Dataset records -

▽

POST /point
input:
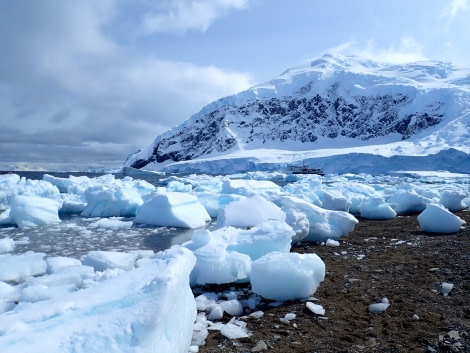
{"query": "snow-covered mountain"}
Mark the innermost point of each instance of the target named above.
(334, 106)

△

Exercise aim -
Copy the rows above word for word, omitting the pictures.

Solution to this task -
POST /point
input:
{"query": "snow-covered mountain"}
Mark the innermost point of each instance of the target named above.
(334, 106)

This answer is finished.